(Records)
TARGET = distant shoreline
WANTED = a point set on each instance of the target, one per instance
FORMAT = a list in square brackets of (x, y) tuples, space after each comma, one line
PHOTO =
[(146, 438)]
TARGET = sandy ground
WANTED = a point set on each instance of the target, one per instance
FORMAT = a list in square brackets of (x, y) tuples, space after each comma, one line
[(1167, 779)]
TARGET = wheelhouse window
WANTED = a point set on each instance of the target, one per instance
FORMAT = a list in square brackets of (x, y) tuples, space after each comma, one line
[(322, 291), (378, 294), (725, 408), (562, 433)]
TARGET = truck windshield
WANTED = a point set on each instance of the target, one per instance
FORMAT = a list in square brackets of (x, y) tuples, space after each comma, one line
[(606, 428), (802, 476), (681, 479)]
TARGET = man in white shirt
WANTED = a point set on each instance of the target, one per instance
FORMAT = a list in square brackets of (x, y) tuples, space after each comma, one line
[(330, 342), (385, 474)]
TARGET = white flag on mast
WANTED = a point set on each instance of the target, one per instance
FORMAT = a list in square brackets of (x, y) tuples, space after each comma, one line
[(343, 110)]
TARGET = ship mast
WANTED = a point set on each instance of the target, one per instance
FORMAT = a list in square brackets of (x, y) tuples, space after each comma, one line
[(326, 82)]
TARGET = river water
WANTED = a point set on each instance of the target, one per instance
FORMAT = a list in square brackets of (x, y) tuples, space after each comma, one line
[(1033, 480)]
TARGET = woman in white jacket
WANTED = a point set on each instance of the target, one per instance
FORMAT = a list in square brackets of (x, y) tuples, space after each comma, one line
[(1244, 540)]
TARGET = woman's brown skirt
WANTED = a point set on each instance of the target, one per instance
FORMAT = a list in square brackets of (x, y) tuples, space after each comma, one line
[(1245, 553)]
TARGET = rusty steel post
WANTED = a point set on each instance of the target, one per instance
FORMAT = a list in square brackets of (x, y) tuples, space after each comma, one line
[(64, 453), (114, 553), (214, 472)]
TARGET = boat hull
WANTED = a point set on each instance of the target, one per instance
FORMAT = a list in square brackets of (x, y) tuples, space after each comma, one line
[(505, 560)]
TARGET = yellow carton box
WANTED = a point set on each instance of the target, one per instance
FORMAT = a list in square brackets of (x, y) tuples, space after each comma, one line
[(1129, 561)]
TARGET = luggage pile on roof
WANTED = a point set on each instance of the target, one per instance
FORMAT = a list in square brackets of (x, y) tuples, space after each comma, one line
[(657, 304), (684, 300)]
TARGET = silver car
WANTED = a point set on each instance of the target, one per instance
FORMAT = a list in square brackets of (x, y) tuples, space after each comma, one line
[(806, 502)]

Job: Express every one of the entries above as a two-column CSV whose header row reads instruction,answer. Give one row per entry, with the instruction text and its answer each in a single quoted field and every line break replaced by a space.

Answer to this exercise:
instruction,answer
"TARGET = distant shoreline WANTED = a point set on each instance of the target, one per instance FORMAT = a list in square brackets of (x, y) tuples, space after each comma, one line PHOTO =","[(146, 438)]"
"TARGET = sandy ground WANTED = a point set on each instance of the target, one per instance FORMAT = a list in square brackets of (x, y) tuples, space after each comma, one line","[(1167, 779)]"
"TARGET = wheelhouse window WANTED = a point set on each instance of the target, one per instance FORMAT = a list in square brackets of (x, y) tuples, space after each comma, one line","[(322, 291), (378, 294), (725, 408), (562, 433)]"
"TARGET = truck windshield WANTED = a point set on each instance of the target, one per instance FORMAT = a list in square brackets of (x, y) tuples, space after each comma, one line","[(606, 428), (802, 476), (681, 479)]"
"TARGET = man in white shirt WANTED = a point set on each instance of the target, one per instance FORMAT = a list in square brackets of (x, y) tuples, space after each comma, one line","[(330, 342), (385, 474)]"
"TARGET = white flag on mast WANTED = a point set on each instance of the target, one per instance FORMAT = a list in square brackets of (x, y) tuples, space after each comma, one line","[(343, 110)]"
"TARGET = ship mast WANTED = a point set on each instance of the target, one per instance FORMAT = a list in square brackets of (x, y) tuples, space after each comma, one line","[(326, 82)]"
"TARGET = river water WANTED = a point set on each instance of the target, one per instance FORMAT = a list in square brackets of (x, y) tuples, space after each comma, one line","[(1033, 480)]"
"TARGET = woman in white jacket WANTED = a point set on each instance of the target, one per instance FORMAT = a list in square brackets of (x, y) tuples, space after each comma, one line","[(1244, 540)]"
"TARGET = woman's brown skirt WANTED = a point set on each instance of the target, one per instance FORMAT = a list in square brackets of (x, y) tuples, space after each comma, one line","[(1245, 553)]"
"TARGET = rusty steel post WANTED = a point set on each instance of the target, one per instance FORMAT = a list in square brackets of (x, y) tuples, space after each comma, one line","[(64, 453), (114, 553), (214, 472)]"
"TARGET = boat hull WANTED = a point set on each instance of the target, one per instance FORMAT = a list in square brackets of (x, y) tuples, space after each comma, one line","[(505, 560)]"
"TARGET = yellow carton box WANTED = a point set on each instance of the target, one per instance FORMAT = a list in square brackets of (x, y) tuples, space after each comma, one line","[(1129, 561)]"
"TARGET = luggage pile on roof WANTED = a point set on each instance of the target, one per instance FORMAT = a list in square brackets of (x, y) tuples, space after each comma, one line","[(657, 304), (684, 300)]"
"TARGET = silver car WANTED = a point set on each instance of the target, one per instance FORMAT = a list in square brackets of (x, y) tuples, space after each comma, one line","[(806, 502)]"